### Work order
Each line from the one that contains "pole in the photo above" to the end of the material must be quoted exactly; include both end lines and nothing else.

### Exercise input
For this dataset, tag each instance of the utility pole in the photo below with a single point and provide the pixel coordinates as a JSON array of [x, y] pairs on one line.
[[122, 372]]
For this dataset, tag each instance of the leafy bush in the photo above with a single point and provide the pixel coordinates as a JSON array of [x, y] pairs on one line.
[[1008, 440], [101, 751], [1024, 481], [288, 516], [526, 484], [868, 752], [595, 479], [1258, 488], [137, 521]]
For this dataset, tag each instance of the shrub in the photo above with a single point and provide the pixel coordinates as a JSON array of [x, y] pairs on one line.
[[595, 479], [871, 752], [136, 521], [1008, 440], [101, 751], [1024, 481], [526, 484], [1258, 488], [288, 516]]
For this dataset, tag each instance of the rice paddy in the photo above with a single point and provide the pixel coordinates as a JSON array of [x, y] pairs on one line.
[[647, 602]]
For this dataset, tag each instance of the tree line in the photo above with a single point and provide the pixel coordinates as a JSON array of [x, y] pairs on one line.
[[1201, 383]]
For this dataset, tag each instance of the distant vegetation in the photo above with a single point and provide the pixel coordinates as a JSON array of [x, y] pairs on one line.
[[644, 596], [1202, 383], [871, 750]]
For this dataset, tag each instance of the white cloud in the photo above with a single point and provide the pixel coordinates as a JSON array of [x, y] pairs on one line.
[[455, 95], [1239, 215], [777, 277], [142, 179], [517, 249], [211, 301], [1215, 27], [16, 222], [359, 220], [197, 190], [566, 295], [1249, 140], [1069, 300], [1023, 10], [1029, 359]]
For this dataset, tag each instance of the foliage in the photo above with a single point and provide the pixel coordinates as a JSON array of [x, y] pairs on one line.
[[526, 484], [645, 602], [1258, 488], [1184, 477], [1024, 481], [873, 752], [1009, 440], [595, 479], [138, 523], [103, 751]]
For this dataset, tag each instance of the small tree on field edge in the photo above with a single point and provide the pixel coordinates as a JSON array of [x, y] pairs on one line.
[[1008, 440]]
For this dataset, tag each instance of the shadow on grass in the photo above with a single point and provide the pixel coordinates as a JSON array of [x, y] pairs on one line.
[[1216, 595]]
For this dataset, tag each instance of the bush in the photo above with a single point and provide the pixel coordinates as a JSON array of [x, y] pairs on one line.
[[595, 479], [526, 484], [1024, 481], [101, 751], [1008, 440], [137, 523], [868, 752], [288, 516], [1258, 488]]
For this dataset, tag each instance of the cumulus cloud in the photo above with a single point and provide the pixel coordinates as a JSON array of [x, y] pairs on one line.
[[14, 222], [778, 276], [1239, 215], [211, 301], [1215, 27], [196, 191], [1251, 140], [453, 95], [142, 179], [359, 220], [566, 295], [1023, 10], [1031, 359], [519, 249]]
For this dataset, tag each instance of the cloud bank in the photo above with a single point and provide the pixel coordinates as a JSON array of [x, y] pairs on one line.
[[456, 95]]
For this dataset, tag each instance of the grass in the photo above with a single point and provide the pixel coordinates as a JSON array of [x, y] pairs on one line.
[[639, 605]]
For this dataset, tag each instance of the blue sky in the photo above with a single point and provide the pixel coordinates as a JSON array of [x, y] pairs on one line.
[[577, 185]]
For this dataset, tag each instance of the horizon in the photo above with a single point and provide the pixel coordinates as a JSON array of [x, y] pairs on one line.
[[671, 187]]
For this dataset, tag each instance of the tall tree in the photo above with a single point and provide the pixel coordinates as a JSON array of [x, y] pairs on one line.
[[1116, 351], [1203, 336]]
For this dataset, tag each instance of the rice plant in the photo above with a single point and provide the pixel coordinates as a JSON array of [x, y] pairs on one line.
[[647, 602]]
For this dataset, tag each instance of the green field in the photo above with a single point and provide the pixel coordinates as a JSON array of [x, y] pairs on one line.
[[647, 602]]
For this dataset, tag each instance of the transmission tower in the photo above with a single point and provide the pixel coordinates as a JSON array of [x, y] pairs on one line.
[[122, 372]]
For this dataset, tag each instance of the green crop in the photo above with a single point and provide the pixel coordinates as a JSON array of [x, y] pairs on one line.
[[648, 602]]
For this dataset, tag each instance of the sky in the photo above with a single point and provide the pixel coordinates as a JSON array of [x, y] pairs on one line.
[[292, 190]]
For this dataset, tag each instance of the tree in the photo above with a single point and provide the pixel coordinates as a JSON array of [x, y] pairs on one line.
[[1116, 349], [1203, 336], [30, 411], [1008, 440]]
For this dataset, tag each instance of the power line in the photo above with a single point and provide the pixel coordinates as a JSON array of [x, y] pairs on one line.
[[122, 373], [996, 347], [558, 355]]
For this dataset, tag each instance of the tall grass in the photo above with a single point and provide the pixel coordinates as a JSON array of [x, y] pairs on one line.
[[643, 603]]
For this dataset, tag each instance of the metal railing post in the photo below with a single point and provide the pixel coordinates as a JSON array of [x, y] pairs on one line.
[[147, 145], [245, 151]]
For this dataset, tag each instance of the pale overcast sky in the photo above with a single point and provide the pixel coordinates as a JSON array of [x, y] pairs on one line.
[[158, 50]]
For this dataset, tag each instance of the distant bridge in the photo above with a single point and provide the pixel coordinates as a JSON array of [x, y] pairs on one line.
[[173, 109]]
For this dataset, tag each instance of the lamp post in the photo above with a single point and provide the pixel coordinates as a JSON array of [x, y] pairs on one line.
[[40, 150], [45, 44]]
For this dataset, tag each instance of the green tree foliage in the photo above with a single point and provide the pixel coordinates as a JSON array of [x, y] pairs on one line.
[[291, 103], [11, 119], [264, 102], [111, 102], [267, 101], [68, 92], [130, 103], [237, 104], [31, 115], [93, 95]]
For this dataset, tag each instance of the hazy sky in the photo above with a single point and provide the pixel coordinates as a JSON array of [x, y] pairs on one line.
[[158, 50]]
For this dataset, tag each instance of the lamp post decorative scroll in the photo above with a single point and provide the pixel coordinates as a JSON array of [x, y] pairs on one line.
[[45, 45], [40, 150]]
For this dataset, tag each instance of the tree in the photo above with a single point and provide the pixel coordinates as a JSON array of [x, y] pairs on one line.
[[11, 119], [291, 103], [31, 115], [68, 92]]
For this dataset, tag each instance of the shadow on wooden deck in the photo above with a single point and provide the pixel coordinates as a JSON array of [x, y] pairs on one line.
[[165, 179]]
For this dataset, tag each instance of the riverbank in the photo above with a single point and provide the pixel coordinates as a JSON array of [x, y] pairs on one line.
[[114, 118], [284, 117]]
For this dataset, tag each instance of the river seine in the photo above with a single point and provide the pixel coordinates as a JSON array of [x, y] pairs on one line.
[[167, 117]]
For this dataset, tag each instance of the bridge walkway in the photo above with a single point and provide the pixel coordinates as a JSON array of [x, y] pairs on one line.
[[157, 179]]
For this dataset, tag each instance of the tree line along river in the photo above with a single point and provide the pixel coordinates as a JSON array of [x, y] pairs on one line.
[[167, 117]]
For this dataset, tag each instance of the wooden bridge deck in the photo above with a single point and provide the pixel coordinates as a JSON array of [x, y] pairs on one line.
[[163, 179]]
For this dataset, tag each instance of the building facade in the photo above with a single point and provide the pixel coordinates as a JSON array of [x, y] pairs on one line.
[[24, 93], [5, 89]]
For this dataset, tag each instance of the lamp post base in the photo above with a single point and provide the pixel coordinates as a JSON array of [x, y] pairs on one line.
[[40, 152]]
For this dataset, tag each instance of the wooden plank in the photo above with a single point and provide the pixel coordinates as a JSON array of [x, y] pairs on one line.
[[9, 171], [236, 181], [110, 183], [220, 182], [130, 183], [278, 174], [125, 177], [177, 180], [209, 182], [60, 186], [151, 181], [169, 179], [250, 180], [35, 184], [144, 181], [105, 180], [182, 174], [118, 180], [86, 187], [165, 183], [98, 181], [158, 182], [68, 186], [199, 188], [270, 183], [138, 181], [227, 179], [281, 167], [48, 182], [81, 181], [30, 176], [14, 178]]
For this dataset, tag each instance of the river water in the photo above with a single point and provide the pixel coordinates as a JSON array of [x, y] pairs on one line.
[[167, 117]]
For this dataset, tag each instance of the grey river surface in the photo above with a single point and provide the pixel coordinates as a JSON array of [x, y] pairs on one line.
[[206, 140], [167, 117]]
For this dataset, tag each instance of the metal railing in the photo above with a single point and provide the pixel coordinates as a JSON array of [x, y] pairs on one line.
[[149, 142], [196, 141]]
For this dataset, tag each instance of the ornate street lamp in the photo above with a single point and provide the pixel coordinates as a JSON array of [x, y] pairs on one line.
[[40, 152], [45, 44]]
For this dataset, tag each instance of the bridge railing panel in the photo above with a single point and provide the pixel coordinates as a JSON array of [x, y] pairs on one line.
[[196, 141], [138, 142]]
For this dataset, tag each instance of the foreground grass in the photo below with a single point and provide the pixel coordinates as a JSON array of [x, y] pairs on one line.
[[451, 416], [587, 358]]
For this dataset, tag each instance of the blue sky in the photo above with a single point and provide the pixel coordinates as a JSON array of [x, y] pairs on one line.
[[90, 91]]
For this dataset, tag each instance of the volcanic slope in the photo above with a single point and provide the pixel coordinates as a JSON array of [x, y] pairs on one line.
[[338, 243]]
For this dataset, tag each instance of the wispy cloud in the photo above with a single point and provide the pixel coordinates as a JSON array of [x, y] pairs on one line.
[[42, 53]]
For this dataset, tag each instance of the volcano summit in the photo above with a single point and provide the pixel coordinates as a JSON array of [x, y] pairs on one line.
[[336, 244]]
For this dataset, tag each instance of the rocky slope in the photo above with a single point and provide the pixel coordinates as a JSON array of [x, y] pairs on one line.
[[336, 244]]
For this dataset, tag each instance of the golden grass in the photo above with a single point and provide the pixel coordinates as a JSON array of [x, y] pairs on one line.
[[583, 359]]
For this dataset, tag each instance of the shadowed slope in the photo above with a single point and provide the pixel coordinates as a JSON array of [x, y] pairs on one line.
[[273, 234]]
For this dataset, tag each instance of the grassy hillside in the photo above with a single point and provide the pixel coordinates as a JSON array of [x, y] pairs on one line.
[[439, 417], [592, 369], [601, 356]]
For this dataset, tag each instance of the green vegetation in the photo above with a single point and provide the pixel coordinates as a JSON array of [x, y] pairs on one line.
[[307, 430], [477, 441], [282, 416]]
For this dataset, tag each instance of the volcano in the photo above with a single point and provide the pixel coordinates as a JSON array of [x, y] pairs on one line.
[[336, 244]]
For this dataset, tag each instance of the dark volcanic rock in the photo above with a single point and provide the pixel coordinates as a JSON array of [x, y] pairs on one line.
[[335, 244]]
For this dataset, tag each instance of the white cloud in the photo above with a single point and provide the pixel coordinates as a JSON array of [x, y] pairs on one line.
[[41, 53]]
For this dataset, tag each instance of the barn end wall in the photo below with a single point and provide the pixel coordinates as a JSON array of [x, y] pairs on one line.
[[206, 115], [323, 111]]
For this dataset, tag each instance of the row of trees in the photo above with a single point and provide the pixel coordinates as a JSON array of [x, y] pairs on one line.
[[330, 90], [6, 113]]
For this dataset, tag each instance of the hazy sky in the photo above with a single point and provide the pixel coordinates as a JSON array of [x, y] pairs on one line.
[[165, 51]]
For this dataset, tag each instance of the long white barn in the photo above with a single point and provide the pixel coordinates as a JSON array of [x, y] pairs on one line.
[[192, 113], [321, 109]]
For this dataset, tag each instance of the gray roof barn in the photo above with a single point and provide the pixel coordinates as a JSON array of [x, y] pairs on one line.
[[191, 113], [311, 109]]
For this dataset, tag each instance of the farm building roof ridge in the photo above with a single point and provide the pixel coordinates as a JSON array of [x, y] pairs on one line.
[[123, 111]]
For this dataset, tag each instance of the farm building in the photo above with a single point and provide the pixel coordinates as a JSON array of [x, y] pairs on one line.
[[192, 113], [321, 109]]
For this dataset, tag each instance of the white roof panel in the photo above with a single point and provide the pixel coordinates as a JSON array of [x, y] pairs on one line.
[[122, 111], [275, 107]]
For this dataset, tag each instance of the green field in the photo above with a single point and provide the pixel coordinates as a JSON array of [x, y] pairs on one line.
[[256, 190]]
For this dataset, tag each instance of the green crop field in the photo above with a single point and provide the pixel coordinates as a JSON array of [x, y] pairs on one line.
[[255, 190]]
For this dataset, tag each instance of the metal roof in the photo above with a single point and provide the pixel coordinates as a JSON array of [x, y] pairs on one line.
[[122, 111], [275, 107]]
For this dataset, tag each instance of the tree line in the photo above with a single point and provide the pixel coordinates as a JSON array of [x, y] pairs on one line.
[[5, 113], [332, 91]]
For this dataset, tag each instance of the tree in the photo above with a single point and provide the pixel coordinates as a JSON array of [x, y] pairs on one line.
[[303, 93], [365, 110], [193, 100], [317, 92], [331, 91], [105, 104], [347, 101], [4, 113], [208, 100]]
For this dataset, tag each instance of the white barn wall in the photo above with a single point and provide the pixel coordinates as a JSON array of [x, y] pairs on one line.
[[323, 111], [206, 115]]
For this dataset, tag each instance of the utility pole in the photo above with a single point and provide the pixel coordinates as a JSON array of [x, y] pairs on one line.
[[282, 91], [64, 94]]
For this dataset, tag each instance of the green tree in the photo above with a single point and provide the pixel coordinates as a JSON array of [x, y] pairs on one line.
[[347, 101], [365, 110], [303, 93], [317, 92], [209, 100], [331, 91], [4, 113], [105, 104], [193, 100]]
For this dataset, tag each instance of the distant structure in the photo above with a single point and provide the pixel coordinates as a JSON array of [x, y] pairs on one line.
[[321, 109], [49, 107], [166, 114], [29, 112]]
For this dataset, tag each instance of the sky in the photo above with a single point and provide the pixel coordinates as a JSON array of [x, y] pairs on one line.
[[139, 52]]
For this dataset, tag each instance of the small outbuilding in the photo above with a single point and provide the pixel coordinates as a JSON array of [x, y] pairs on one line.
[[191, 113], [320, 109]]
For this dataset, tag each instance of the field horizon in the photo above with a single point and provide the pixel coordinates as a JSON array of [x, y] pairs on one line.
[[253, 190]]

### Task response
For this dataset, tag each instance of the utility pole in the photo above with a single point and provide the pixel coordinates as a JSON array of [x, y] pairs on one line.
[[282, 91], [64, 94]]
For this dataset, tag each instance of the green tree in the photo above with a single point and provide the pixel coordinates as a JSON array of [x, y] pairs on one line.
[[347, 101], [365, 110], [303, 93], [317, 92], [209, 100], [331, 91], [4, 113], [105, 104], [193, 100]]
For this dataset, tag each instance of the distant structure in the photo above with a single point and provide the pixel coordinates as a JSON array of [x, y] pairs on one line.
[[321, 109], [49, 107], [166, 114], [29, 112]]
For this dataset, tag each instance of the sky in the photo above with a single point and provide the pixel coordinates as a JSON array of [x, y] pairs on one line.
[[139, 52]]
For this dataset, tag each instance of the small outbuilding in the photo above with a single point and provide the pixel coordinates as a JSON array of [x, y] pairs on one line.
[[191, 113], [320, 109]]
For this dataset, tag each instance of the field horizon in the photo above with a single point and provide the pixel coordinates as a JSON array of [x, y] pairs on one line.
[[253, 190]]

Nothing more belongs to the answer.